### To do
Leave out the pictures and retype all the entries below exactly.

Stored data entries:

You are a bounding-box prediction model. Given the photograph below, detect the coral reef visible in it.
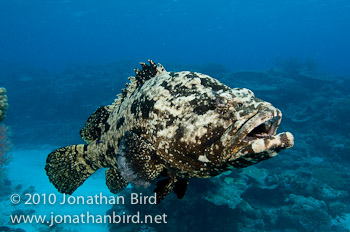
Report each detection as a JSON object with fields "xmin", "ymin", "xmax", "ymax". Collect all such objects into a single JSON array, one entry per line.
[
  {"xmin": 0, "ymin": 87, "xmax": 8, "ymax": 122},
  {"xmin": 0, "ymin": 87, "xmax": 10, "ymax": 195},
  {"xmin": 0, "ymin": 62, "xmax": 134, "ymax": 147},
  {"xmin": 105, "ymin": 60, "xmax": 350, "ymax": 232},
  {"xmin": 0, "ymin": 125, "xmax": 10, "ymax": 185},
  {"xmin": 1, "ymin": 60, "xmax": 350, "ymax": 231},
  {"xmin": 107, "ymin": 163, "xmax": 350, "ymax": 232},
  {"xmin": 275, "ymin": 57, "xmax": 318, "ymax": 77}
]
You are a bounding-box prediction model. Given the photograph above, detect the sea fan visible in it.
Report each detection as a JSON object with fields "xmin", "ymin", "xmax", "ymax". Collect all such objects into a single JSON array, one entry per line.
[{"xmin": 0, "ymin": 87, "xmax": 8, "ymax": 122}]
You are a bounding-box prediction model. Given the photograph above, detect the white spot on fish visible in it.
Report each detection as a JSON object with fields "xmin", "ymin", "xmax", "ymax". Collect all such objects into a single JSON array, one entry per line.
[{"xmin": 198, "ymin": 155, "xmax": 210, "ymax": 163}]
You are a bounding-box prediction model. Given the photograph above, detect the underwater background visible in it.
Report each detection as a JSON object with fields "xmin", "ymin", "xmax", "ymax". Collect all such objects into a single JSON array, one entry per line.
[{"xmin": 1, "ymin": 0, "xmax": 350, "ymax": 231}]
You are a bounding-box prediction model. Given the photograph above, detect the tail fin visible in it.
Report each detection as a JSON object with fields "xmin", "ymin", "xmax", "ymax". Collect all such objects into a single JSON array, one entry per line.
[{"xmin": 45, "ymin": 144, "xmax": 97, "ymax": 194}]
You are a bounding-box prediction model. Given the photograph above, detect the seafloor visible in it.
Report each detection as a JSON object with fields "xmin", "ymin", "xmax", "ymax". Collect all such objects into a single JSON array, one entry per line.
[{"xmin": 0, "ymin": 59, "xmax": 349, "ymax": 232}]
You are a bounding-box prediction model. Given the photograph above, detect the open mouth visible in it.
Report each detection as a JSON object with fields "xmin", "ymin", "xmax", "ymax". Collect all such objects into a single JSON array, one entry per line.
[
  {"xmin": 221, "ymin": 106, "xmax": 294, "ymax": 166},
  {"xmin": 242, "ymin": 116, "xmax": 280, "ymax": 143},
  {"xmin": 225, "ymin": 108, "xmax": 294, "ymax": 165},
  {"xmin": 236, "ymin": 108, "xmax": 282, "ymax": 145}
]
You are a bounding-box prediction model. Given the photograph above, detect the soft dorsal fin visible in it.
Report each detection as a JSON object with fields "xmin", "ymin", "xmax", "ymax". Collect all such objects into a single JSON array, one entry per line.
[
  {"xmin": 110, "ymin": 60, "xmax": 166, "ymax": 108},
  {"xmin": 80, "ymin": 106, "xmax": 110, "ymax": 144}
]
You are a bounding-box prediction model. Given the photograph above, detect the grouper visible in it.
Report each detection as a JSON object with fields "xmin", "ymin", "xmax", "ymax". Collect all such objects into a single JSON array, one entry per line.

### Reply
You are a bounding-box prediction model. Given the photograph below, detect the coral reef visible in it.
Report each detection as a JSON object with fields "xmin", "ymin", "xmax", "ymax". Collect all such objects into a single JSON array, one entry per line.
[
  {"xmin": 0, "ymin": 87, "xmax": 8, "ymax": 122},
  {"xmin": 0, "ymin": 87, "xmax": 10, "ymax": 195},
  {"xmin": 0, "ymin": 62, "xmax": 134, "ymax": 147},
  {"xmin": 105, "ymin": 60, "xmax": 350, "ymax": 232},
  {"xmin": 0, "ymin": 125, "xmax": 10, "ymax": 185},
  {"xmin": 1, "ymin": 60, "xmax": 350, "ymax": 231},
  {"xmin": 107, "ymin": 163, "xmax": 350, "ymax": 232},
  {"xmin": 275, "ymin": 57, "xmax": 318, "ymax": 77}
]
You are a bounding-box prediction model. Given the photograph above, detect the sea fan visible in it.
Report each detection as a JSON object with fields "xmin", "ymin", "xmax", "ymax". Collect all such objects into a single JSON array, one entry per line.
[{"xmin": 0, "ymin": 87, "xmax": 8, "ymax": 122}]
You are a bounding-box prediction model. Given the photograph above, detect the white spot on fish visible in it.
Report each detection as a JSON object with fields "xmin", "ymin", "xmax", "ymax". Collect all such objects into a single JSON array, one entry per line.
[{"xmin": 198, "ymin": 155, "xmax": 210, "ymax": 163}]
You are a bounding-box prediction model. Given the photograph above, detect the underwater background visible in it.
Report each detection as a JSON object with fields "xmin", "ymin", "xmax", "ymax". Collect all such objects into a single JSON array, one entry per line.
[{"xmin": 1, "ymin": 0, "xmax": 350, "ymax": 231}]
You are a bounding-box prediction model. Given the photograph above, detect the tail fin visible in it.
Report each detection as a JSON object with fields "xmin", "ymin", "xmax", "ymax". Collect all such objects into a single JSON array, one entry per line.
[{"xmin": 45, "ymin": 144, "xmax": 97, "ymax": 194}]
You are a bounding-box prediction model. Given the photograph above, detect the seafloor visible in it.
Report each detection as a JSON object with fields "xmin", "ymin", "xmax", "ymax". Collect all such objects into a single JSON array, one entry per line.
[{"xmin": 0, "ymin": 59, "xmax": 349, "ymax": 232}]
You are a bounding-box prediction model. Given the photograph above, detect the open mouth visible in it.
Report each detection as a JSON object with fields "xmin", "ymin", "xmax", "ymax". Collect all such objects into a single JSON array, one entry per line.
[
  {"xmin": 221, "ymin": 106, "xmax": 294, "ymax": 166},
  {"xmin": 242, "ymin": 116, "xmax": 280, "ymax": 143},
  {"xmin": 225, "ymin": 108, "xmax": 294, "ymax": 165},
  {"xmin": 236, "ymin": 108, "xmax": 282, "ymax": 145}
]
You are a bounding-box prediction model. Given the photograph above, detect the soft dorsal fin visible in it.
Report each detection as a JSON object with fields "xmin", "ymin", "xmax", "ymax". Collect all such objects into a single JSON array, one entry per line.
[
  {"xmin": 110, "ymin": 60, "xmax": 166, "ymax": 108},
  {"xmin": 80, "ymin": 106, "xmax": 110, "ymax": 144}
]
You are a bounding-box prediction model. Given the photograph above, detect the grouper visible in it.
Report each detection as a JSON object with fields "xmin", "ymin", "xmax", "ymax". Collect all such objects into a single JSON array, one entry per line.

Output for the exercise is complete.